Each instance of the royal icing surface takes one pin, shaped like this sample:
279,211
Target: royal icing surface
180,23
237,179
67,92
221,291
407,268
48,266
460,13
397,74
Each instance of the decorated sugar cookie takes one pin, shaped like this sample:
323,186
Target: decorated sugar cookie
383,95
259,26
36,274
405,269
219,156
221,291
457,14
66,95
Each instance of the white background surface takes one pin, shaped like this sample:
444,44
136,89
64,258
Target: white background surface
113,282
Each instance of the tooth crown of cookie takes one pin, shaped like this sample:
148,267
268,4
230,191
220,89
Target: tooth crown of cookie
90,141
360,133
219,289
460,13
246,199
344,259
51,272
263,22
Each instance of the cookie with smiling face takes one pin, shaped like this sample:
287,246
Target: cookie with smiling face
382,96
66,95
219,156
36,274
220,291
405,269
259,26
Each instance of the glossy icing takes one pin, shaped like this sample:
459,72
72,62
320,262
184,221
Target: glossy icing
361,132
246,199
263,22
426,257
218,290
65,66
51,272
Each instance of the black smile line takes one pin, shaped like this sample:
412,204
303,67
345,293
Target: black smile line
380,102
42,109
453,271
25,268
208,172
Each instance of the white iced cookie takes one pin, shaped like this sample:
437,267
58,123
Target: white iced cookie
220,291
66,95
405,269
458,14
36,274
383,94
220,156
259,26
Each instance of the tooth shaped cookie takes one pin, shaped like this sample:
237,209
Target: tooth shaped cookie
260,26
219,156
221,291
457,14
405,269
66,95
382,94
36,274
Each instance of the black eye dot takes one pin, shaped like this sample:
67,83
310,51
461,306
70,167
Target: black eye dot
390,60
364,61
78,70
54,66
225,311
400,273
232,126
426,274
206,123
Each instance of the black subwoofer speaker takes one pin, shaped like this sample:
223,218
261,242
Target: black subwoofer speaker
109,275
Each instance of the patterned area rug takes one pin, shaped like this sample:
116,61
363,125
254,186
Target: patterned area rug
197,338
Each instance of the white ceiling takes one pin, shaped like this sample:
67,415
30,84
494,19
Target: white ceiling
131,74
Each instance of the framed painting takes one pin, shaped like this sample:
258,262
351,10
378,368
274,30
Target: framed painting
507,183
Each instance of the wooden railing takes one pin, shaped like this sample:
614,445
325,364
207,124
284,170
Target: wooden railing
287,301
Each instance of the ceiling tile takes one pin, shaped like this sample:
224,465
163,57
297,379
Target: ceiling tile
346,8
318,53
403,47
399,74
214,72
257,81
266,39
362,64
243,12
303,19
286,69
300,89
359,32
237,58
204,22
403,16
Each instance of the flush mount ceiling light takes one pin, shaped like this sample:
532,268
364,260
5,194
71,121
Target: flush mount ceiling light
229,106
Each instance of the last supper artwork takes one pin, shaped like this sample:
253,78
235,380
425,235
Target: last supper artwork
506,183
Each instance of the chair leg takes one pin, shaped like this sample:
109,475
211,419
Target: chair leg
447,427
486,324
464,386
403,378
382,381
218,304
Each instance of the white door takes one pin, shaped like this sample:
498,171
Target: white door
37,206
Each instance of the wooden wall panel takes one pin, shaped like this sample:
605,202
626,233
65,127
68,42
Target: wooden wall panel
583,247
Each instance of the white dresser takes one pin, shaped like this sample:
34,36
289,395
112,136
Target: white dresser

========================

Rewrite the listing above, changing every "takes one pin" to "gets one marker" and leaving all other text unchanged.

» **The completed task**:
Each instance of the royal icing surface gets one marker, shaped like this sample:
279,211
Target: royal icing surface
180,23
237,179
67,92
221,291
407,268
48,266
460,13
397,74
Each instance of the decorated sugar cookie gets one marker, shaped like this sample:
323,186
Target: decorated sugar cookie
383,95
259,26
36,274
405,269
219,156
221,291
457,14
66,95
Each instance of the white background surface gets one marker, shaped like this sample:
444,44
136,89
64,258
Target: white background surface
113,282
Each instance of the tooth crown of cookie gets one marker, shaped like this sample:
148,267
268,4
230,191
220,89
Target: tooth crown of cookie
90,141
360,133
219,289
460,13
246,199
344,259
51,272
263,22
Each instance of the cookie with smiling face gets one marker, shaped like this sample:
287,246
Target: cookie with smiling face
382,96
66,95
219,156
36,274
220,291
405,269
259,26
Each instance of the glossy icing gets one marker, shaped like this sample:
459,72
72,62
320,262
184,221
Target: glossy icing
361,132
246,199
263,22
426,257
218,290
65,66
51,272
Each instance of the black smile line gets one marker, shaped like this sample:
412,204
303,67
345,293
Target: black smile line
380,102
42,109
453,271
25,268
208,172
Each instance of the white iced cookie gets one marker, shaped like this sample:
437,267
58,123
Target: white iced cookie
220,291
66,95
405,269
458,14
36,274
383,94
220,156
259,26
Each instance of the tooth shaped cookie gets one marker, shaped like this sample:
237,209
Target: tooth shaped cookie
260,26
219,156
221,291
457,14
405,269
66,95
382,94
36,274
Each instance of the black eye dot gets one marker, shaped like this sample:
67,83
310,51
461,306
70,167
Target: black eye dot
390,60
364,61
78,70
54,66
225,311
400,273
232,126
426,274
206,123
Each instance of the black subwoofer speaker gets one marker, shaped like this sample:
223,218
261,242
Target: black subwoofer speaker
109,275
Each instance of the patterned area rug gets one marker, shaped like this sample:
116,61
363,125
254,186
Target: patterned area rug
197,338
Each instance of the white ceiling gets one marker, shaped like this sample:
67,415
30,84
494,19
Target: white ceiling
131,74
Each instance of the framed painting gets one marker, shaped like this sample:
258,262
351,10
378,368
274,30
Target: framed painting
507,183
Each instance of the wooden railing gets one marker, shaped like this sample:
614,445
325,364
207,124
284,170
Target: wooden railing
287,301
Each instance of the ceiling tile gets one marker, shaped like this sample:
224,465
163,57
297,379
Target: ceiling tile
346,8
318,53
403,47
399,74
214,72
257,81
266,39
362,64
243,12
303,19
286,69
300,89
359,32
237,58
204,22
403,16
Each instance of the flush mount ceiling light gets one marker, shaped like this sample:
532,268
364,260
5,194
71,121
Target: flush mount ceiling light
229,106
Each instance of the last supper artwork gets one marker, shaped like this sample:
253,78
235,380
425,235
Target: last supper artwork
506,183
Each instance of the chair leg gets one marker, shaped like this sample:
109,475
211,419
Target: chair leg
447,427
486,324
464,386
403,378
382,381
218,304
Each instance of the white door gets one marker, shaped like this sample:
498,171
Target: white door
37,206
Each instance of the wooden wall panel gets one marker, shaped like this sample:
605,202
626,233
65,127
68,42
Target: wooden wall panel
583,247
Each instance of the white dresser gets one marker, shaped like this sample:
34,36
289,395
112,136
Target: white dresser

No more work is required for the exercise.